Exercise —
Continue the comment thread below about the Illinois budget and pension deal, starting after its last comment.

Excerpt provided —

[Start of section]

The budget agreement is contingent on the pension agreement, the Medicaid agreement already passed, etc.
They didn’t just wake up and decide to change their minds randomly. When Madigan insisted on the cost shifting in the pension plan, the budget plan also fell apart.
Even so, @Judgment puts it well. It’s important they don’t let egos or bickering get in the way here in the home stretch.
- Judgment Day - Thursday, May 31, 12 @ 2:34 pm:
Inactive, that’s (again) reality.
Doesn’t matter who likes it - I certainly don’t.
But there would be one ’silver lining’. That 9+ bil backlog of unpaid bills would seriously start to be addressed.
Sometimes, no matter what you do, you get the messy end of the stick.
- Judgment Day - Thursday, May 31, 12 @ 2:38 pm:
Btw, IMO, the cost shifting for the schools TRS pension funding does need to be in the package. And I think that’s going to cause real issues down the road.
But we’ve absolutely got to get the State of Illinois back onto a sound financial footing. And we better keep that TRS pension cost shifting option open, because we may have to go there - sooner rather than later. (much sooner).
- Inactive - Thursday, May 31, 12 @ 2:46 pm:
Judgment Day—–the reality doesn’t go far enough is what I’m saying. They want to save money on Education (pensions, in particular), then there is so much fat to be cut from school programs. No school breakfasts, lunches, no PE, no at-risk preschool programs, no bilingual education, no busing, no driver ed in high school. I mean, really. There are so many ways to cut, so many places to cut spending before you have to kick my $28,000/year retired teacher mother out of her nursing home! Putting the burden of funding pensions on local school districts would have forced them to take looks at these luxuries in schools before damning old folks to early deaths!

[End of section]

Information supplied —

[Start of section]

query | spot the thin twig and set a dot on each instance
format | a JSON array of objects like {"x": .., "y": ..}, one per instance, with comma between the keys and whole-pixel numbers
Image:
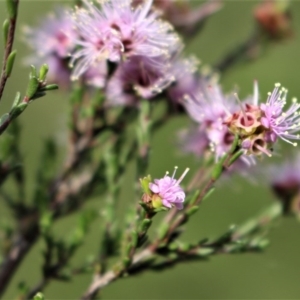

[End of section]

Reply —
- Freeman - Thursday, May 31, 12 @ 2:47 pm:
To be fair, I just read a Tribune article where Madigan claims he never agreed to take a comprehensive approach where it was all or nothing regarding the budget, pensions, Medicaid, etc. So who knows.
It is, however, still very frustrating to see that Gov. Quinn’s 1% “education surcharge” (aka income tax increase) was approved and doubled to 2%, but we’re still cutting education, education transportation, etc.
Meanwhile, we’ve got plenty of money for tax credits and corporate handouts.
Talk about getting the messy end of the stick.
- Yellow Dog Democrat - Thursday, May 31, 12 @ 4:17 pm:
=== The Democrats should ask Quinn to veto lines which keep GOP facilities open ===
Oh, I don’t think they’ll have to ask. I think Quinn’s definitely going to line those out. They were never in his budget to begin with.
- Yellow Dog Democrat - Thursday, May 31, 12 @ 4:19 pm:
=== Here’s what counts. If the State of IL gets a full two step downgrade in our credit rating, we’re pretty much screwed. A full 2 step hit takes us down below ‘investment grade’. ===
Only if we’re trying to borrow more money, right?
93% of voters oppose more borrowing to solve the budget problem.
- Judgment Day - Thursday, May 31, 12 @ 5:42 pm:
Inactive:
It’s not the 28k a year pensions that are the issue. It’s that in TRS, right at 46% of all the TRS annual pension obligations are over $50k per year. And when you work the numbers, that’s a fiscal obligation that is simply not sustainable medium term, much less long term.
“…so much fat to be cut from school programs”
Ok. I’ve worked both in/for a number of local governments for a really long time, and I’m not disagreeing. But the old saying of “Change in Hard” applies, and it doesn’t tend to happen until times get hard.
We’re not there yet, but we’re probably going to get there fairly soon.
- wordslinger - Friday, Jun 1, 12 @ 8:07 am:
JD, the rating agencies and investment bankers have no credibility. It took a while, but I think most folks realize the emperors have no clothes.